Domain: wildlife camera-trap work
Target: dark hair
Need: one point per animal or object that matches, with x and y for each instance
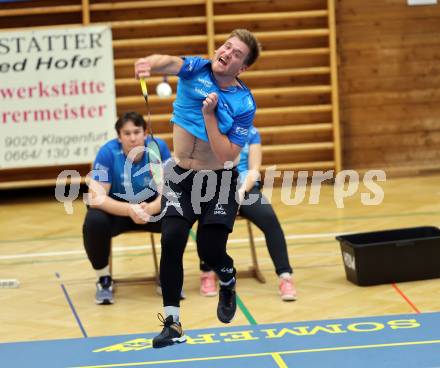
(132, 116)
(251, 41)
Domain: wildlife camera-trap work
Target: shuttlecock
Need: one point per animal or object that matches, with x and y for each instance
(163, 89)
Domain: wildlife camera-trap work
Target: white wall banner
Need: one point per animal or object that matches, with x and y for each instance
(57, 95)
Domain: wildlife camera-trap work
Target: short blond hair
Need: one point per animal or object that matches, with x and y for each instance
(251, 42)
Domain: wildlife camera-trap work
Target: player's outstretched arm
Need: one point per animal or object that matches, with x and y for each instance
(157, 64)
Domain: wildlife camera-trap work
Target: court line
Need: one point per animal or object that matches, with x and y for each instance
(408, 300)
(280, 362)
(72, 308)
(253, 355)
(143, 247)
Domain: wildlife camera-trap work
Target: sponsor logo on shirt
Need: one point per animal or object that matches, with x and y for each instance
(206, 83)
(190, 66)
(201, 91)
(241, 131)
(99, 166)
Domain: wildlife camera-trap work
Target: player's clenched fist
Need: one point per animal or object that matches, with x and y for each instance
(142, 68)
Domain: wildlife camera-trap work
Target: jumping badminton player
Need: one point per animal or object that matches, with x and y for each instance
(212, 115)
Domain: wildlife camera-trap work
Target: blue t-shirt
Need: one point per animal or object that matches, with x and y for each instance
(235, 110)
(243, 165)
(130, 181)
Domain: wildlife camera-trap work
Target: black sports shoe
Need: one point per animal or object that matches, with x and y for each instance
(227, 303)
(104, 290)
(172, 333)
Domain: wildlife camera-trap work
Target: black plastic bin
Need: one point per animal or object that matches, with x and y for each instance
(389, 256)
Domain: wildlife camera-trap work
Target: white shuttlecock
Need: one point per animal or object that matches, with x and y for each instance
(163, 89)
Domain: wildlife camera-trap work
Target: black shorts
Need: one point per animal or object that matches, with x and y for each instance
(208, 196)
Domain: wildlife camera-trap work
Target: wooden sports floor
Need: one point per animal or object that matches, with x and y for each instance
(41, 246)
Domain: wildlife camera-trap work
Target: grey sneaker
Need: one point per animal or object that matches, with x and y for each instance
(104, 290)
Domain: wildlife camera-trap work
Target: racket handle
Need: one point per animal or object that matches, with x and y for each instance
(144, 86)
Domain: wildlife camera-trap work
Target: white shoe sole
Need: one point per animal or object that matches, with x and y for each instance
(288, 298)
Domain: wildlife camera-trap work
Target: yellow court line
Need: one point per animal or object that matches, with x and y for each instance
(279, 360)
(272, 354)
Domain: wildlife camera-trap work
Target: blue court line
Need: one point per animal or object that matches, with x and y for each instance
(274, 354)
(72, 308)
(240, 303)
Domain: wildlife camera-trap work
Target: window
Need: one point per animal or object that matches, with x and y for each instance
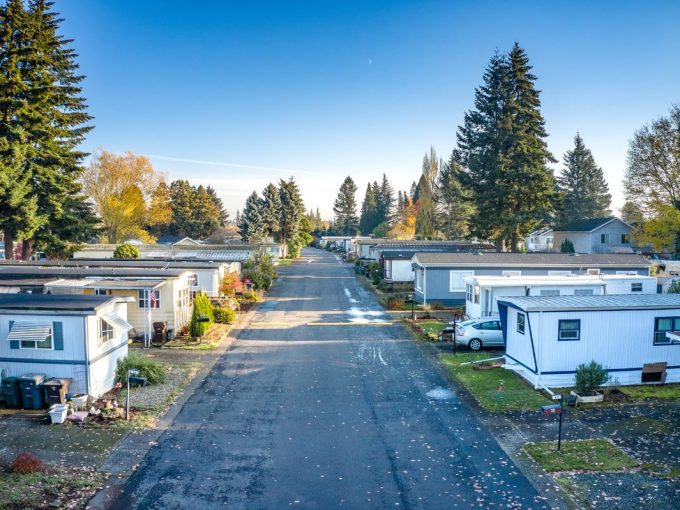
(512, 273)
(456, 283)
(153, 301)
(105, 332)
(521, 322)
(569, 329)
(193, 280)
(663, 325)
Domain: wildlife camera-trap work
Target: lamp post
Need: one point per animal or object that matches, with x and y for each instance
(131, 371)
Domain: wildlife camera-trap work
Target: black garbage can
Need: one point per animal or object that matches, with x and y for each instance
(11, 391)
(32, 390)
(56, 389)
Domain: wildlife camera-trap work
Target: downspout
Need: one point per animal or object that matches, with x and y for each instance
(87, 357)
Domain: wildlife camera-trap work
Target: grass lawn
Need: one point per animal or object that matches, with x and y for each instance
(36, 490)
(483, 384)
(588, 455)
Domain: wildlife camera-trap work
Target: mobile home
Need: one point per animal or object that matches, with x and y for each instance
(635, 337)
(77, 337)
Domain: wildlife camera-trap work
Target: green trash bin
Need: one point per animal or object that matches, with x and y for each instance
(32, 392)
(11, 391)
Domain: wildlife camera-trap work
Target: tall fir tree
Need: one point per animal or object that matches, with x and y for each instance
(345, 207)
(455, 205)
(271, 210)
(582, 186)
(251, 226)
(369, 212)
(58, 122)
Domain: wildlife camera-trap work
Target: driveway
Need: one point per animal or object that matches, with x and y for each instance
(324, 403)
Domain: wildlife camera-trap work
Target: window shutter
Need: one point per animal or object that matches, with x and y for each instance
(58, 336)
(13, 344)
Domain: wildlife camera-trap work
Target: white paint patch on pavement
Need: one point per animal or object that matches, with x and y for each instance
(439, 393)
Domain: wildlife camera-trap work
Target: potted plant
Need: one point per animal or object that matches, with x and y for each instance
(589, 378)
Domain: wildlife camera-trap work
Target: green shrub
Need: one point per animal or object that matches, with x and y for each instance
(126, 251)
(224, 315)
(590, 377)
(202, 308)
(153, 371)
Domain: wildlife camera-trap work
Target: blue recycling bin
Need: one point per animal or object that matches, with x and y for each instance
(32, 392)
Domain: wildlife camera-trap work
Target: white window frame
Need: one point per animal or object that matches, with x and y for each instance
(143, 299)
(512, 272)
(463, 274)
(106, 332)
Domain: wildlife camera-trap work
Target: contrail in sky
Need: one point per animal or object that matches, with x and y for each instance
(232, 165)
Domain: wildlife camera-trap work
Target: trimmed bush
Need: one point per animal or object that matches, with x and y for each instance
(26, 463)
(126, 251)
(202, 309)
(224, 315)
(153, 371)
(590, 377)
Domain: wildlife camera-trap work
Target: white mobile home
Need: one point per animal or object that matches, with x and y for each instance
(546, 338)
(77, 337)
(482, 292)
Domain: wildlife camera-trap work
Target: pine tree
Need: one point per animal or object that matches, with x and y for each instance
(384, 202)
(58, 120)
(292, 210)
(369, 212)
(345, 207)
(584, 190)
(455, 206)
(271, 210)
(251, 226)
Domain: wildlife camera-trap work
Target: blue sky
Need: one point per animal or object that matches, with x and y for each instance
(237, 94)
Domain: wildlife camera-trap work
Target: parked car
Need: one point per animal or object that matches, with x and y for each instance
(475, 333)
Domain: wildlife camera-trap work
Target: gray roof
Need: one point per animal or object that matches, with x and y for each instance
(16, 272)
(530, 259)
(122, 263)
(79, 303)
(609, 302)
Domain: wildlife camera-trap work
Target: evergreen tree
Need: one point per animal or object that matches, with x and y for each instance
(455, 206)
(57, 123)
(384, 202)
(251, 226)
(426, 217)
(222, 212)
(292, 210)
(271, 210)
(584, 190)
(369, 212)
(345, 207)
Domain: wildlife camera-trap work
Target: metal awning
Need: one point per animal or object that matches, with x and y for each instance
(30, 331)
(117, 322)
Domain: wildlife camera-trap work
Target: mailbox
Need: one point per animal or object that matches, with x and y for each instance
(551, 409)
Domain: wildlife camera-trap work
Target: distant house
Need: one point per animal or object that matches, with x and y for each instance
(595, 235)
(539, 240)
(77, 337)
(483, 292)
(635, 337)
(440, 277)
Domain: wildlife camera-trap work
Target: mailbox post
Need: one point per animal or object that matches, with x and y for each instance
(131, 372)
(549, 410)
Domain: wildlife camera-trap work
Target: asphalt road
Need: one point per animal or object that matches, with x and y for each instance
(322, 403)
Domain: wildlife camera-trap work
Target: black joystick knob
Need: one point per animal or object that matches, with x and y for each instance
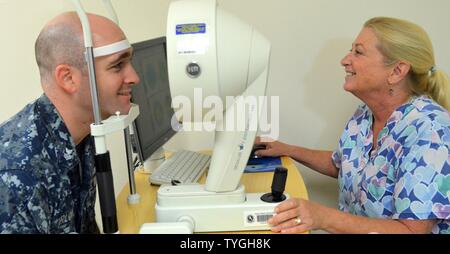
(278, 184)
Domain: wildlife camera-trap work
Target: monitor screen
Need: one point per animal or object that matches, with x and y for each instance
(153, 126)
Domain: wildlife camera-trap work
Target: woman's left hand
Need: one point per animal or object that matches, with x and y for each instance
(296, 216)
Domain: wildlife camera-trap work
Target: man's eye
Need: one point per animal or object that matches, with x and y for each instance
(118, 66)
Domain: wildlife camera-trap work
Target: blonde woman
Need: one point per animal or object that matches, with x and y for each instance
(392, 162)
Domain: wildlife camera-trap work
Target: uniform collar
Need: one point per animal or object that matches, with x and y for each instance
(58, 132)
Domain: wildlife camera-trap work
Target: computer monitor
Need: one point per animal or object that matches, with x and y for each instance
(153, 127)
(212, 51)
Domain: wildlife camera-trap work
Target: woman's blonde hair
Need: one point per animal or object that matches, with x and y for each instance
(401, 40)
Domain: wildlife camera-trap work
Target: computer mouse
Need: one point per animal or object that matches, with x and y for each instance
(256, 148)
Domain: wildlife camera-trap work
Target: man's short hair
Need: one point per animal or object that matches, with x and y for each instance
(59, 44)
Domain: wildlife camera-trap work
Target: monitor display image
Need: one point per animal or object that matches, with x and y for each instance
(153, 125)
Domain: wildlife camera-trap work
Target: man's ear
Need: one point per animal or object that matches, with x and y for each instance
(399, 72)
(66, 79)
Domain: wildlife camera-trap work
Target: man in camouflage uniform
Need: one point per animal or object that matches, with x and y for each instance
(47, 174)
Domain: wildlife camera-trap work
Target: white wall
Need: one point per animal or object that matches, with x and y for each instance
(308, 40)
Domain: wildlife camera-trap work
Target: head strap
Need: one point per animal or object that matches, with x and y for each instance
(111, 48)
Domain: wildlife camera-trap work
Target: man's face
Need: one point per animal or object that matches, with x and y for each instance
(115, 76)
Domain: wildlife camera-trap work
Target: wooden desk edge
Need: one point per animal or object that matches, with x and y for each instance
(131, 217)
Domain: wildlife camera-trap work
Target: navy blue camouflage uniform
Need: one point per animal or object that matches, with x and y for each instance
(47, 184)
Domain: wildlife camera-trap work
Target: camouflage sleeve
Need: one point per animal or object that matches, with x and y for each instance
(21, 204)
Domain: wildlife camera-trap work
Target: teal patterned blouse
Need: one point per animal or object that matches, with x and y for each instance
(408, 175)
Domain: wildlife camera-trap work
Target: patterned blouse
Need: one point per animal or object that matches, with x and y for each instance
(408, 175)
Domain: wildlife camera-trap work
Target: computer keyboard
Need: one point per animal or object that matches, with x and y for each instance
(181, 168)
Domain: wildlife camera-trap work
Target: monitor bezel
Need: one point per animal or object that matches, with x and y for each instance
(146, 153)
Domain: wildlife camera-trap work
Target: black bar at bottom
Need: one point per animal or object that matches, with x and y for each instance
(106, 193)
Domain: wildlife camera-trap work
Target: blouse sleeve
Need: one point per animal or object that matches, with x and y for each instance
(422, 189)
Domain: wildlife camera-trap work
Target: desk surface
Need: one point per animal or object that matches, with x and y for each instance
(131, 217)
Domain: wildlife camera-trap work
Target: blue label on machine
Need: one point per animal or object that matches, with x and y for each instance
(199, 28)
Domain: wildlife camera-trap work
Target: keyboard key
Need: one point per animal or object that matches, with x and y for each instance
(183, 166)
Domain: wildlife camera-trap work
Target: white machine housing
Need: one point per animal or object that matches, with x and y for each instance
(210, 49)
(233, 59)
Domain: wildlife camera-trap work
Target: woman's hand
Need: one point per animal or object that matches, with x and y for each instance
(297, 216)
(273, 148)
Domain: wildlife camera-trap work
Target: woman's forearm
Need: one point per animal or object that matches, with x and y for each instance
(319, 161)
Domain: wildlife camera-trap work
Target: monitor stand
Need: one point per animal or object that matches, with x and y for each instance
(154, 161)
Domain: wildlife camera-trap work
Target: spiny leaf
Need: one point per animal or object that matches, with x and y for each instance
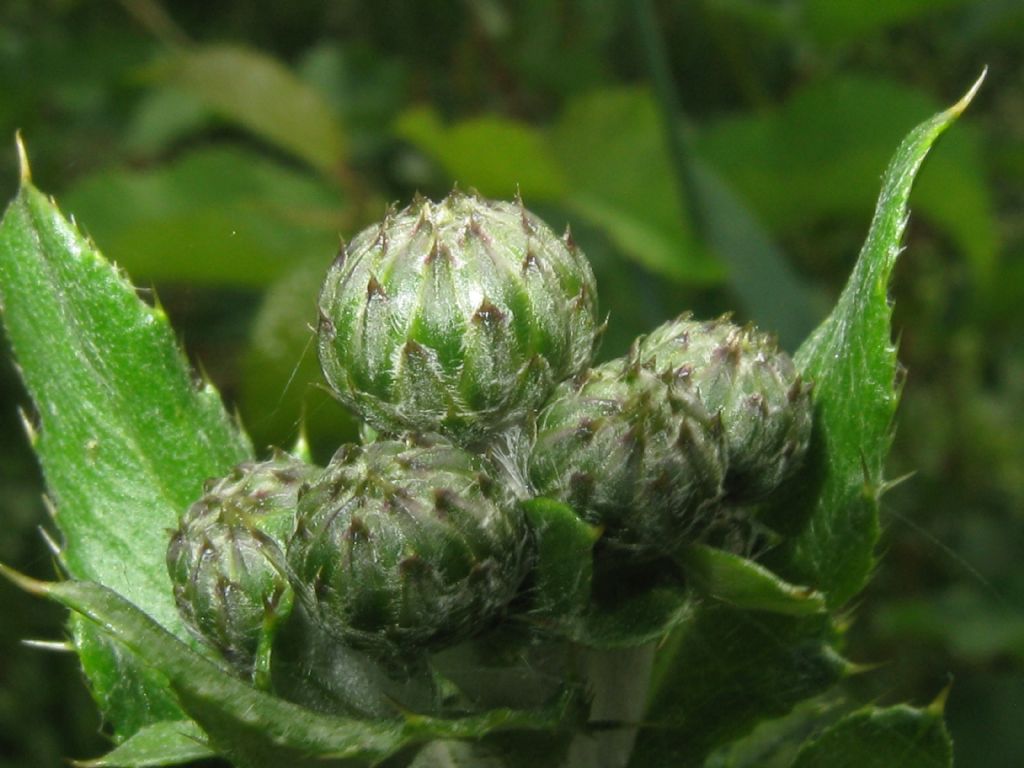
(851, 360)
(255, 729)
(169, 742)
(125, 436)
(744, 584)
(724, 672)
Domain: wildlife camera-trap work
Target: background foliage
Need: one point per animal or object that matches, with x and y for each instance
(217, 155)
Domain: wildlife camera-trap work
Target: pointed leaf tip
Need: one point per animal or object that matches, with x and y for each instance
(25, 171)
(958, 108)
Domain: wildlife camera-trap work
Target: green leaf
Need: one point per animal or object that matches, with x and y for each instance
(725, 671)
(882, 737)
(564, 558)
(217, 215)
(497, 156)
(829, 140)
(169, 742)
(744, 584)
(262, 95)
(851, 360)
(125, 436)
(255, 729)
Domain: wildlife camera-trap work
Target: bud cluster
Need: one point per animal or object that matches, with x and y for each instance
(463, 333)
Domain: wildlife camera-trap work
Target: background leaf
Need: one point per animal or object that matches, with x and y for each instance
(880, 738)
(219, 215)
(254, 90)
(125, 436)
(851, 360)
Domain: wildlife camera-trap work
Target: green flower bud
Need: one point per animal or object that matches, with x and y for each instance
(739, 374)
(630, 452)
(403, 547)
(457, 317)
(225, 560)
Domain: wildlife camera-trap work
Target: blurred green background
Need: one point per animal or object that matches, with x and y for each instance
(713, 155)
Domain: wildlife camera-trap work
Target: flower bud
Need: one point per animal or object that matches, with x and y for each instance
(225, 560)
(740, 375)
(402, 548)
(632, 453)
(457, 317)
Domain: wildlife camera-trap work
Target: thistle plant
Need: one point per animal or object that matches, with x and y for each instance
(521, 562)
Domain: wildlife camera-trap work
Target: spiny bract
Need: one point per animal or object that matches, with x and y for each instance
(741, 376)
(457, 317)
(226, 558)
(633, 453)
(407, 547)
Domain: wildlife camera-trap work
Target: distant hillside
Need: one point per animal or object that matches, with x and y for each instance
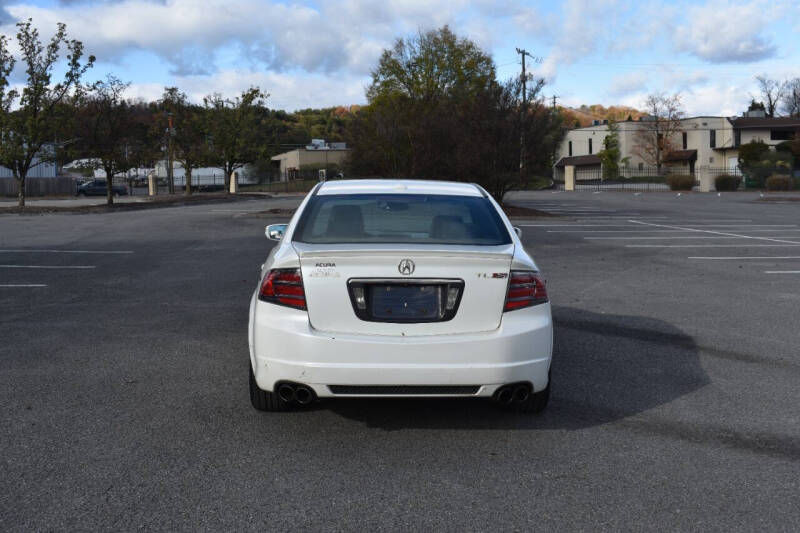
(585, 114)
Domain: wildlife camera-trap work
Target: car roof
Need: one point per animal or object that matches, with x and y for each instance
(453, 188)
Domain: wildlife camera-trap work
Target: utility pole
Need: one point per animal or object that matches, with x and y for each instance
(170, 131)
(523, 112)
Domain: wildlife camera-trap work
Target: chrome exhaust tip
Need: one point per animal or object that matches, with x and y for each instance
(286, 393)
(304, 395)
(505, 395)
(521, 394)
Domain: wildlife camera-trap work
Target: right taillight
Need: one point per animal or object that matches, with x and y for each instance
(283, 286)
(525, 288)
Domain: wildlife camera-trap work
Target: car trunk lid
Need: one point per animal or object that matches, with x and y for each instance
(404, 290)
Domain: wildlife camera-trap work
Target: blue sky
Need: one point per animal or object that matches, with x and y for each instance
(316, 53)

****************

◆ **WHAT NEEDS TO BE DONE**:
Which lines of the records above contain the word "shirt"? Locate each one and copy it out in full.

◆ **EXERCISE SOLUTION**:
Target: sponsor logo on shirt
Target: blue t-shirt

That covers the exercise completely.